• [TEXT PASSAGE]
If you understand this simple example of how markets clear, then you are ready to find out how stock market prices are determined.
The Stock Market
Stock prices are formed very much like the lemonade stand example with one big difference. With the lemonade stand, you knew how much product you were willing to supply but did not know how much of it would be demanded at that price. With the stock market, we know at all times how many people are willing to buy and sell and at what prices. And that makes it very easy to find the optimal price.
Let's look at the stock market business by assuming you are now the market maker for ABC stock. The market maker is the person who stands between all buyers and sellers to ensure an orderly market. If, for some reason, there are no buyers or sellers then the market maker will step in to provide liquidity.
It is your first day on the job and you need to determine the opening price of ABC stock. Unlike the lemonade stand, you are not bringing the supply to market - other stock traders are. But in a similar way, it is still your job to balance the two forces of supply and demand. To make the example easy, we're going to assume that there are 11 people who want to buy ABC stock and 11 who wish to sell and they all wish to trade 100 shares.
The market hasn't opened yet, but you are already receiving orders. Let's say you receive an order to buy 100 shares for $20. In market terms, we would say this person is bidding $20 for 100 shares. Buyers submit bids. This means the person is willing to buy 100 shares for no more than $20. The order does not need to be filled for exactly $20. If you can fill the order for less money, the trader will presumably be happy. Another trader sends in an order to buy 100 shares at $19.50, which means he is willing to pay up to $19.50 for the 100 shares; he will certainly be happy to pay less. We'll assume that nine other buyers send in orders to their brokers with each order decreasing in price by 50 cents.

Records from a point-labeling set
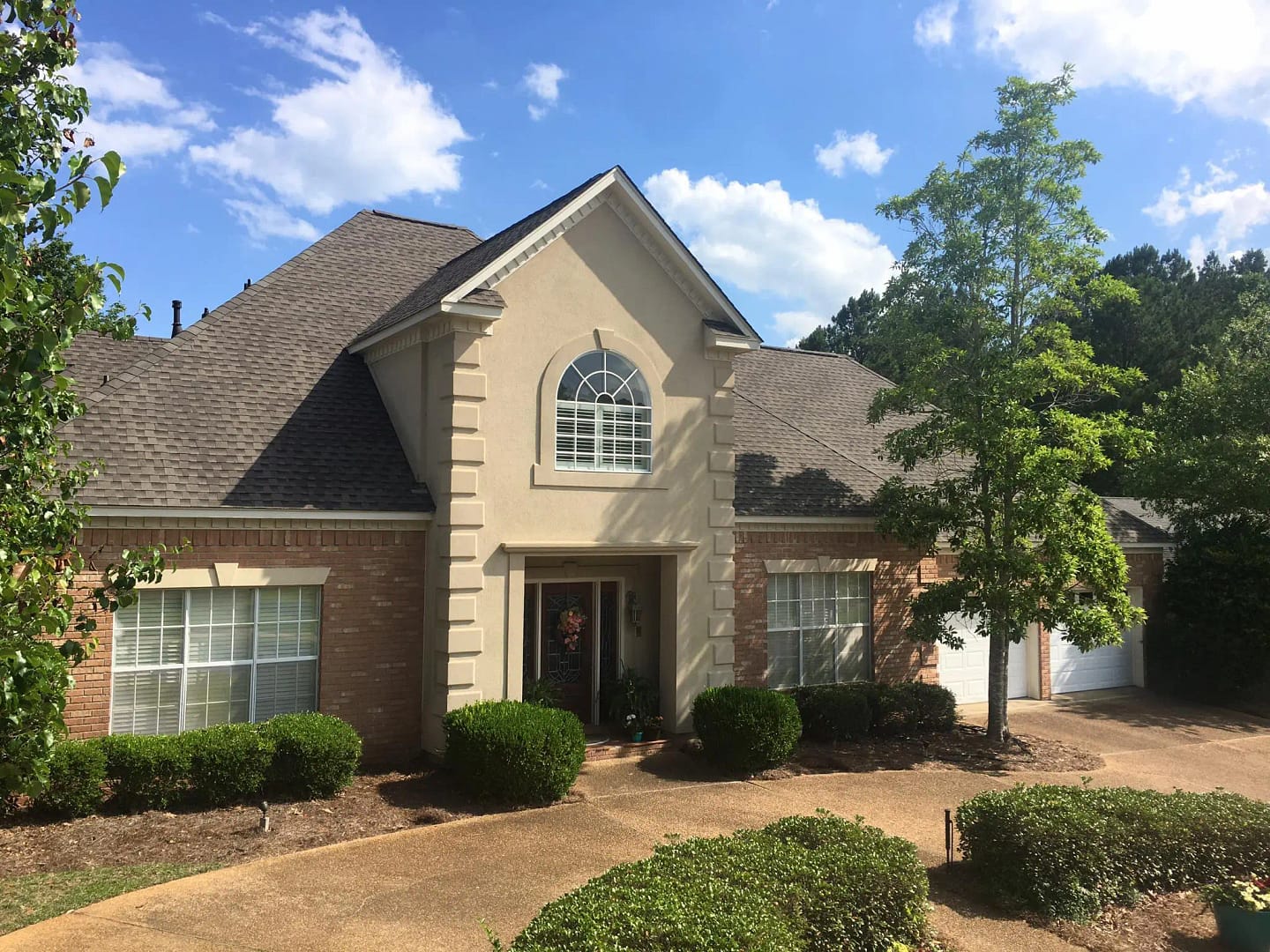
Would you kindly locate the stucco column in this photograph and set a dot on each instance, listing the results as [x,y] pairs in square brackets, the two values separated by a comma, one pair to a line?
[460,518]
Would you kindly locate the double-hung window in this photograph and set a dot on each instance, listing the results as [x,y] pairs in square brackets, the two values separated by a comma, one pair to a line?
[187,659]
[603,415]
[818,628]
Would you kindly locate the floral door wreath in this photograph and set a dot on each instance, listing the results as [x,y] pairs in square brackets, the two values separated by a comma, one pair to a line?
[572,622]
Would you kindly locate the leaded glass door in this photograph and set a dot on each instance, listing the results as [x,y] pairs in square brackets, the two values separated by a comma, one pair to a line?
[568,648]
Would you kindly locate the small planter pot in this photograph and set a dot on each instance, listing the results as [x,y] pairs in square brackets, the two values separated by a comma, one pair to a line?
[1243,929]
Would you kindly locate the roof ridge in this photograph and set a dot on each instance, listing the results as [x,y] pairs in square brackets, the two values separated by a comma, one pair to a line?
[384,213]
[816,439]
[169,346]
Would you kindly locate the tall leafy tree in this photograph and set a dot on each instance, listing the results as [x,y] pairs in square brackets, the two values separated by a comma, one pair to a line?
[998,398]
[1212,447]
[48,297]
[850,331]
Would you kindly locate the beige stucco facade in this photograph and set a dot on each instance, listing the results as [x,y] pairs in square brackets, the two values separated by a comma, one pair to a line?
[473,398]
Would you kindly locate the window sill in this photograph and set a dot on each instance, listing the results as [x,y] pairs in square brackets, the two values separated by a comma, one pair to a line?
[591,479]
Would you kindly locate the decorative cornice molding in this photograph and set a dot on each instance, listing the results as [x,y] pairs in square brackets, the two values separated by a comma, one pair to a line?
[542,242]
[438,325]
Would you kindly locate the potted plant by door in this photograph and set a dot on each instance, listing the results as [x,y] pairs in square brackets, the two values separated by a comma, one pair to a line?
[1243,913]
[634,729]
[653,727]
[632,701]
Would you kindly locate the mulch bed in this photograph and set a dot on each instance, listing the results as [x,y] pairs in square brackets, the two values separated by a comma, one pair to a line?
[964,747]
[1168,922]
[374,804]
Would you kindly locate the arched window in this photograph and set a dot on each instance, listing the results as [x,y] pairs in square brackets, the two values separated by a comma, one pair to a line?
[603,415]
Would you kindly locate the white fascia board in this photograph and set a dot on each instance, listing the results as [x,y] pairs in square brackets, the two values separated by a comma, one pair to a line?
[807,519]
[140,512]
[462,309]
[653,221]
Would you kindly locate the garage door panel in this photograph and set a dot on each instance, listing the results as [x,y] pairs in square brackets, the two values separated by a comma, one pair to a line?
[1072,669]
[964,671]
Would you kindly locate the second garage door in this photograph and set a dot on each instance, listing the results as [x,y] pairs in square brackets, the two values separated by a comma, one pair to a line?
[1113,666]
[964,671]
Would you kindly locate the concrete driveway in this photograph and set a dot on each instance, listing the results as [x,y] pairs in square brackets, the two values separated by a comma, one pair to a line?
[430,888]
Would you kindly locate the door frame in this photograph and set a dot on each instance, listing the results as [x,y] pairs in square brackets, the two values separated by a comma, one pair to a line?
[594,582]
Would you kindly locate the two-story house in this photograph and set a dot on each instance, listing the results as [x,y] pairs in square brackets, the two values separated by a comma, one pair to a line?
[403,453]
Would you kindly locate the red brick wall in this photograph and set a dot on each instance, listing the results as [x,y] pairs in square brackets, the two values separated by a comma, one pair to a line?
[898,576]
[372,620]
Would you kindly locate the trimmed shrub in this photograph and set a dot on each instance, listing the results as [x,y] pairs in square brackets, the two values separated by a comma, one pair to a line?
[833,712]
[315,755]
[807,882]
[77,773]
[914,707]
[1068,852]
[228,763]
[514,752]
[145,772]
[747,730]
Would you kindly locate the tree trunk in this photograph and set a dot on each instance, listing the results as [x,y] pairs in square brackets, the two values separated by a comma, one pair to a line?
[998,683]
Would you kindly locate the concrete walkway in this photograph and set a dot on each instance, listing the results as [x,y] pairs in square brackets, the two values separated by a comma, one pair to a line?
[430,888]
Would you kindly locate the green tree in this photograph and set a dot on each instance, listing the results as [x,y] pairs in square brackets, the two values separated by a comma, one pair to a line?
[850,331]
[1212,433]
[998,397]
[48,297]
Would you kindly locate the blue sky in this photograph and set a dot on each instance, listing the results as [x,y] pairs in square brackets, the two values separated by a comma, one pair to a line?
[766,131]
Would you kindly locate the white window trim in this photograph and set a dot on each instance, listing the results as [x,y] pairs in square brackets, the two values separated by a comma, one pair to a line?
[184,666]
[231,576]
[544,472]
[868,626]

• [EXERCISE TASK 1]
In the stock market passage, what does the market maker do if there are no buyers or sellers?
• [EXERCISE TASK 2]
Continue the passage on how stock market prices are determined from its last sentence.

• [EXERCISE RESPONSE 1]
The market maker steps in to provide liquidity.

• [EXERCISE RESPONSE 2]
At the same time, sellers are sending in orders too. Assume that one trader sends an order to sell 100 shares for $15. In market terms, we would say this person is submitting an offer or is asking $15. This means that the trader will sell for no less than $15; he will certainly accept more. Another trader sends an order to sell 100 shares for $15.50, which means he will accept no less than $15.50 for his sale. Nine other traders place sell orders too with each one increasing their price by 50 cents.
Your computer program organizes all of these trades from the highest bidder (buyer) to the lowest offer (seller), which are summarized in Table 1 below:
Table 1: Buyer and Sellers of ABC Stock
Based on the information in Table 1, which price should you charge for ABC stock at the opening bell? You know that someone is willing to spend $20 for the stock as demonstrated by the highest bidder so why not exercise your power and set the price at $20? Won't that maximize your profits? But this sounds familiar and you are having flashbacks of running the lemonade stand. You quickly remember that charging $5 - even though you were allowed to - was not the optimal price. Maybe you should check the numbers to see how this will turn out.
If you charge $20, you could match the top bidder (#1) with any of the eleven sellers (all of them are willing to sell for $20 or less) and you will only sell 100 shares for $20 and generate $2,000 revenue. Why will only 100 shares be sold? Even though there are eleven traders willing to sell for $20 or less, there is only one buyer so only one trade of 100 shares can be completed.
What will happen if you lower your price to $19.50? At this price, you could match buyers #1 and #2 with any of the sellers #1 through #10 , which generates 200 shares * $19.50 = $3,900.
At a price of $19, you can match buyers 1 through 3 with any of the sellers #1 through #9. This generates 300 shares * $19 = $5,700. Note that each time you lower price, the number of buyers increase while the number of sellers decrease. Table 2 summarizes all the possibilities:
Table 2
You can see that your maximum revenue is generated at a price of $17.50. At that price, your revenue is $10,500 and no other price combination can get you a higher amount (that's true even if we were to try price increments other than 50 cents). It's also true that $17.50 creates the highest number of trades (600 in this example). The maximum profit is therefore a balancing act between price and volume. Lower prices may sound bad at first but you have to consider the additional sales, or trades, that it will generate. At some point, it will not pay to lower prices anymore since the additional trades do not cover the loss in price.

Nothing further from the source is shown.